+++ RECORDS
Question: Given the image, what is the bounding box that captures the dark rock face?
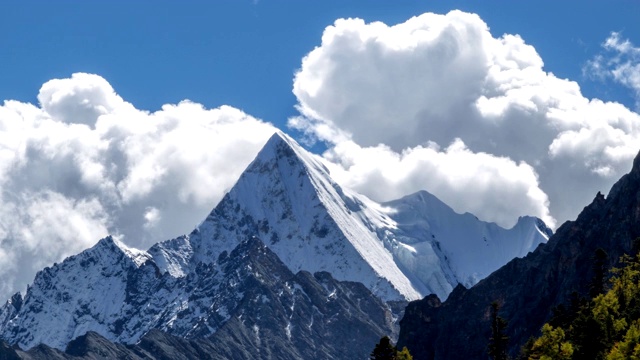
[398,150,640,359]
[0,238,393,359]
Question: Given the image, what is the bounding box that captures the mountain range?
[398,150,640,359]
[0,133,552,359]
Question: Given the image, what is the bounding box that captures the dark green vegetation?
[487,301,509,360]
[522,245,640,360]
[369,336,413,360]
[398,151,640,359]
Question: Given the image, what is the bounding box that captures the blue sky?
[0,0,640,127]
[0,0,640,302]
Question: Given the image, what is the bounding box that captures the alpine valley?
[0,132,552,359]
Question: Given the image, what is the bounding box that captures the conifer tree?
[487,301,509,360]
[369,336,398,360]
[589,248,609,298]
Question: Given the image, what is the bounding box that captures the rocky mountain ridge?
[0,133,549,356]
[398,150,640,359]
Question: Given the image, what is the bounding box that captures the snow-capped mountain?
[0,133,550,349]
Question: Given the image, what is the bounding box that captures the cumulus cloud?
[289,11,640,231]
[0,73,275,298]
[324,139,555,226]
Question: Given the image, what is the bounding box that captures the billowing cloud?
[289,11,640,231]
[0,73,275,298]
[324,139,555,226]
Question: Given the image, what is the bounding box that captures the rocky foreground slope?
[398,150,640,359]
[0,133,550,358]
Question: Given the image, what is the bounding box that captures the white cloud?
[289,11,640,231]
[583,32,640,108]
[324,139,555,226]
[0,74,275,298]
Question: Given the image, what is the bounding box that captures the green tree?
[396,346,413,360]
[487,301,509,360]
[589,248,609,298]
[529,324,573,360]
[369,336,398,360]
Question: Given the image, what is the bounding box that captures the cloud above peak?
[289,11,640,231]
[0,73,276,297]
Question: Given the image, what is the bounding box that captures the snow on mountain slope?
[0,133,550,348]
[381,191,552,299]
[150,133,550,300]
[150,133,425,300]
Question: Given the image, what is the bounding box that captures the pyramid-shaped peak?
[247,130,329,176]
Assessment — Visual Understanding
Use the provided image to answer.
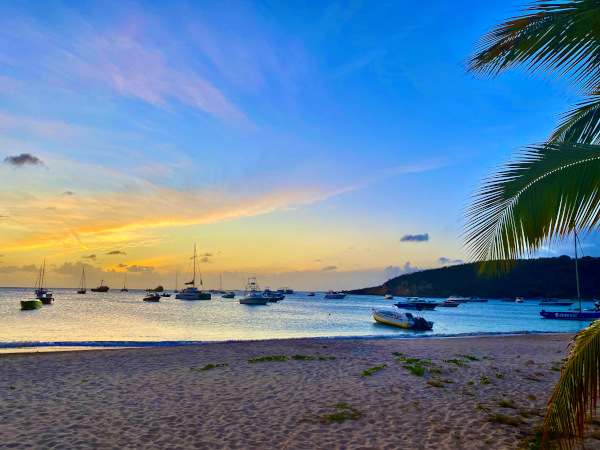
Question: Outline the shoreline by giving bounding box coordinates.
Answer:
[0,331,576,357]
[0,333,600,449]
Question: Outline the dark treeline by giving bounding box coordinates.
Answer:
[349,256,600,299]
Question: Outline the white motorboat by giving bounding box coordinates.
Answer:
[371,309,433,330]
[240,277,269,305]
[175,244,211,300]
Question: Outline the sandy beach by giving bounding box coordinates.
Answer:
[0,334,600,449]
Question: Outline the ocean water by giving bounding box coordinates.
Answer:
[0,288,592,349]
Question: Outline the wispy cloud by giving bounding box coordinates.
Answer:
[400,233,429,242]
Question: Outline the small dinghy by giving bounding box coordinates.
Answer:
[371,309,433,330]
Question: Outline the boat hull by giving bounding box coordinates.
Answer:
[540,310,600,321]
[175,292,211,300]
[21,300,42,311]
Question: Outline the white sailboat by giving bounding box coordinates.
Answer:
[175,244,211,300]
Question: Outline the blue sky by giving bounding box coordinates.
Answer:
[0,1,584,289]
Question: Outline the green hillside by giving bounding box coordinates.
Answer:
[349,256,600,299]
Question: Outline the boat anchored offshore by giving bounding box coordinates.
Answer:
[143,292,160,302]
[540,231,600,321]
[175,244,211,300]
[240,277,269,305]
[394,297,437,311]
[35,259,54,305]
[77,267,87,294]
[371,309,433,330]
[91,280,108,292]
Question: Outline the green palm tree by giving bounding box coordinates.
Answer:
[463,0,600,448]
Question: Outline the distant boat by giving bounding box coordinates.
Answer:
[21,300,42,311]
[240,277,269,305]
[121,273,129,292]
[143,292,160,302]
[176,244,211,300]
[91,280,108,292]
[540,231,600,321]
[394,297,437,311]
[77,266,87,294]
[371,309,433,330]
[35,259,54,305]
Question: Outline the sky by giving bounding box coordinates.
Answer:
[0,0,600,290]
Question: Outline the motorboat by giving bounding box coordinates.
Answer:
[91,280,109,292]
[371,309,433,330]
[437,299,460,308]
[175,244,211,300]
[394,297,438,311]
[240,277,269,305]
[77,267,87,294]
[263,288,285,302]
[540,298,573,306]
[21,300,42,311]
[144,292,160,302]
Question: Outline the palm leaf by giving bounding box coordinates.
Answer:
[465,0,600,93]
[462,143,600,270]
[542,321,600,449]
[550,90,600,144]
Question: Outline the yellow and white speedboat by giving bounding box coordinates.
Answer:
[371,309,433,330]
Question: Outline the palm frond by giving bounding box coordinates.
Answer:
[462,143,600,270]
[465,0,600,93]
[542,321,600,449]
[549,90,600,144]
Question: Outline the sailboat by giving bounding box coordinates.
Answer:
[121,274,129,292]
[35,259,54,305]
[540,231,600,321]
[77,267,86,294]
[175,244,211,300]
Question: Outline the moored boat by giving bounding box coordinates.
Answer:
[175,244,211,300]
[371,309,433,330]
[21,300,42,311]
[91,280,109,292]
[77,267,87,294]
[240,277,269,305]
[394,297,438,311]
[143,292,160,302]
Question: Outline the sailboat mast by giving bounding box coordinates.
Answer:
[574,231,581,312]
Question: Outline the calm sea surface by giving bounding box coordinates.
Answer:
[0,288,592,349]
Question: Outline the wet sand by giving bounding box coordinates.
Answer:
[0,334,600,449]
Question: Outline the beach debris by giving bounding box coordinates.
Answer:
[360,364,387,377]
[296,403,365,423]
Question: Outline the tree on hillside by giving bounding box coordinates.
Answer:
[463,0,600,448]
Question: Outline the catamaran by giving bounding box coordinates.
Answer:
[77,267,87,294]
[540,231,600,321]
[175,244,211,300]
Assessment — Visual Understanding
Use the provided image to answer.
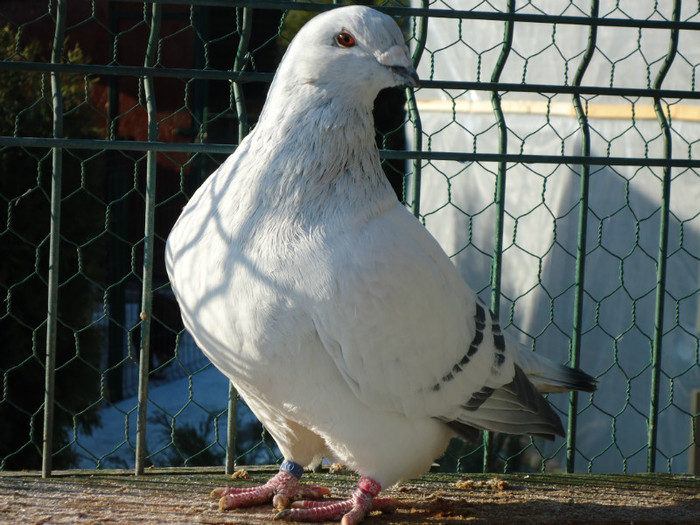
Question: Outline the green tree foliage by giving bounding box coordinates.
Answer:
[0,27,105,469]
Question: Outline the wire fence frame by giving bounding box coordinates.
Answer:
[0,0,700,477]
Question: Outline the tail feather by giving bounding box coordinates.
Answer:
[512,345,598,392]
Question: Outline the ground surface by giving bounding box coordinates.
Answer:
[0,468,700,525]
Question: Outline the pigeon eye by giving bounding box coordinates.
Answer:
[335,31,355,47]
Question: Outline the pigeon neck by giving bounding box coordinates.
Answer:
[251,87,396,221]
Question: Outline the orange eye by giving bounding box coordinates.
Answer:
[335,32,356,47]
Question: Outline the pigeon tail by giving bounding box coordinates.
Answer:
[445,365,565,441]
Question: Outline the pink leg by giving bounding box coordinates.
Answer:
[211,470,330,510]
[275,476,393,525]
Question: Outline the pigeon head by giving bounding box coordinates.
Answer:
[270,6,418,105]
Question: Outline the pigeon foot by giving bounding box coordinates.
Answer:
[274,476,388,525]
[211,464,330,510]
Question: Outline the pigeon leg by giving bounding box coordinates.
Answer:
[211,461,330,510]
[274,476,393,525]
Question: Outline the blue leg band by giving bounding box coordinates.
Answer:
[280,461,304,479]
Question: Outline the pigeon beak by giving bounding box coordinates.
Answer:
[376,45,418,87]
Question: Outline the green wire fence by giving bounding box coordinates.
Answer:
[0,0,700,476]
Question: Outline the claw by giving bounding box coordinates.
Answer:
[273,476,386,525]
[210,470,330,510]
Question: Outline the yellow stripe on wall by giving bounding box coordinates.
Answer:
[417,100,700,122]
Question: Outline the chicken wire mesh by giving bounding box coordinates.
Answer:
[0,0,700,475]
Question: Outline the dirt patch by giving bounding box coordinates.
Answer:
[0,468,700,525]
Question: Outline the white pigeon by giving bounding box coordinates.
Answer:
[166,6,595,524]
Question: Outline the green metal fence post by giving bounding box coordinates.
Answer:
[647,0,681,472]
[404,0,428,218]
[225,7,253,475]
[41,0,66,478]
[135,3,162,475]
[483,0,515,472]
[566,0,600,472]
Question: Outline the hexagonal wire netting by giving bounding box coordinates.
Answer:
[0,0,700,475]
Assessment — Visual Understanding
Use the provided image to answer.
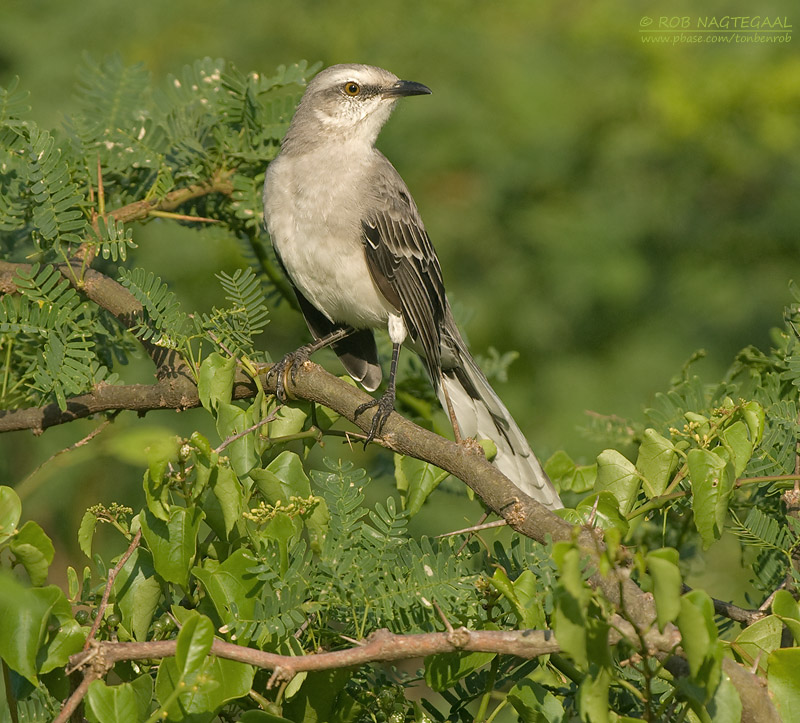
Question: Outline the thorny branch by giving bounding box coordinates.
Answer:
[0,264,777,723]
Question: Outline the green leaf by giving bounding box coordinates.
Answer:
[267,405,308,442]
[508,678,565,723]
[425,653,496,692]
[217,402,259,479]
[719,420,753,479]
[261,512,302,576]
[686,449,736,549]
[239,708,298,723]
[577,664,611,723]
[211,464,244,537]
[250,450,311,505]
[707,673,742,723]
[636,428,677,498]
[575,491,630,535]
[144,436,180,522]
[553,543,592,668]
[0,485,22,544]
[489,567,545,628]
[78,510,97,559]
[742,402,765,447]
[677,590,722,693]
[175,614,214,681]
[767,648,800,721]
[594,449,640,514]
[645,547,681,632]
[192,548,261,642]
[0,574,85,685]
[10,520,55,585]
[772,590,800,643]
[197,352,236,413]
[394,454,448,517]
[139,507,203,587]
[86,675,153,723]
[283,668,353,723]
[114,547,161,641]
[731,615,783,667]
[156,657,255,723]
[544,450,597,494]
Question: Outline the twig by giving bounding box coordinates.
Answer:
[16,419,112,501]
[214,407,280,454]
[436,520,508,540]
[681,583,774,627]
[83,528,142,650]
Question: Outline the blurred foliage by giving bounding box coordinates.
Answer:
[0,0,800,640]
[0,7,800,716]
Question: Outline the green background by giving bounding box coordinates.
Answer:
[0,0,800,588]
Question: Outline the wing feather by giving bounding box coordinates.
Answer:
[362,161,447,384]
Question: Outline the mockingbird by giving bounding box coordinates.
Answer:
[264,65,562,508]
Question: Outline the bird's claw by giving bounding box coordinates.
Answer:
[353,389,395,447]
[267,347,308,402]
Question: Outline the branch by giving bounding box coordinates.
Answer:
[54,627,561,723]
[681,583,767,627]
[0,262,777,721]
[83,528,142,650]
[109,170,233,223]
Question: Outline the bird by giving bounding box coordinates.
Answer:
[263,64,563,509]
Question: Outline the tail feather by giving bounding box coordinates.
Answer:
[437,325,564,510]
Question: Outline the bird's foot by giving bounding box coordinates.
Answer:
[267,345,310,402]
[353,386,395,447]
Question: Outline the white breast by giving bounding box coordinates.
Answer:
[264,147,394,328]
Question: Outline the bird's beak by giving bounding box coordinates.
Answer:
[383,80,431,98]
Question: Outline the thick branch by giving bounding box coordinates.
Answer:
[55,628,560,723]
[0,263,777,721]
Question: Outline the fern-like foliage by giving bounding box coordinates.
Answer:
[227,461,485,645]
[0,266,116,409]
[26,126,87,250]
[732,507,800,592]
[119,269,187,349]
[96,216,136,261]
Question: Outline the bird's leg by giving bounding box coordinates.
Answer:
[353,343,400,447]
[439,381,464,444]
[267,326,354,402]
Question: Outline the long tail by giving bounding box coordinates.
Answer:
[437,317,564,510]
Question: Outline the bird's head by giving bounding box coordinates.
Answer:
[287,64,431,149]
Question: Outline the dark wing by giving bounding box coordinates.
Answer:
[361,158,447,386]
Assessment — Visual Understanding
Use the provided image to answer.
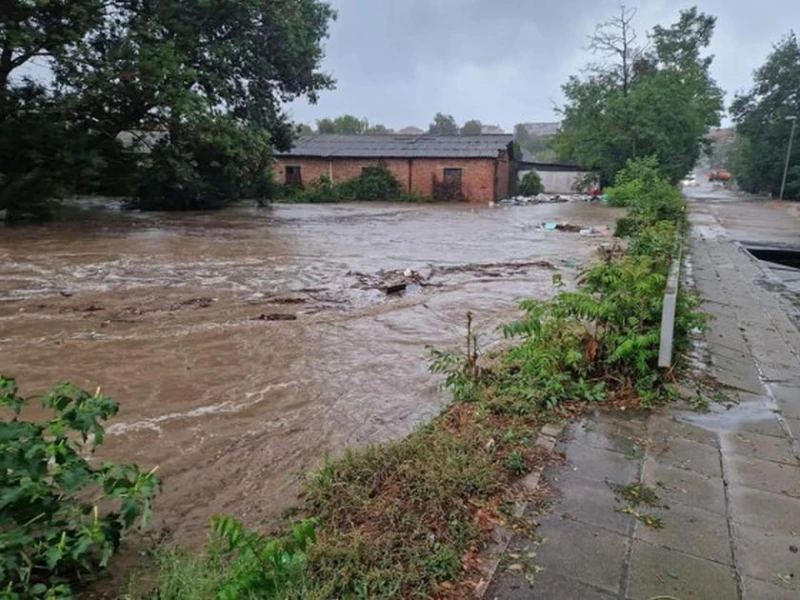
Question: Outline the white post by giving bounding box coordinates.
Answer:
++++++
→ **TASK OBJECTIVE**
Copy the records word for word, from the very start up to and including the line with "[0,133,552,359]". Leave the pictures out of your copy.

→ **SOLUTION**
Question: Given the image, what is the bounding box that captures the dark rock face?
[398,150,640,359]
[0,238,393,359]
Question: Given the image, what is the bounding box that captures the mountain range?
[398,150,640,359]
[0,133,552,359]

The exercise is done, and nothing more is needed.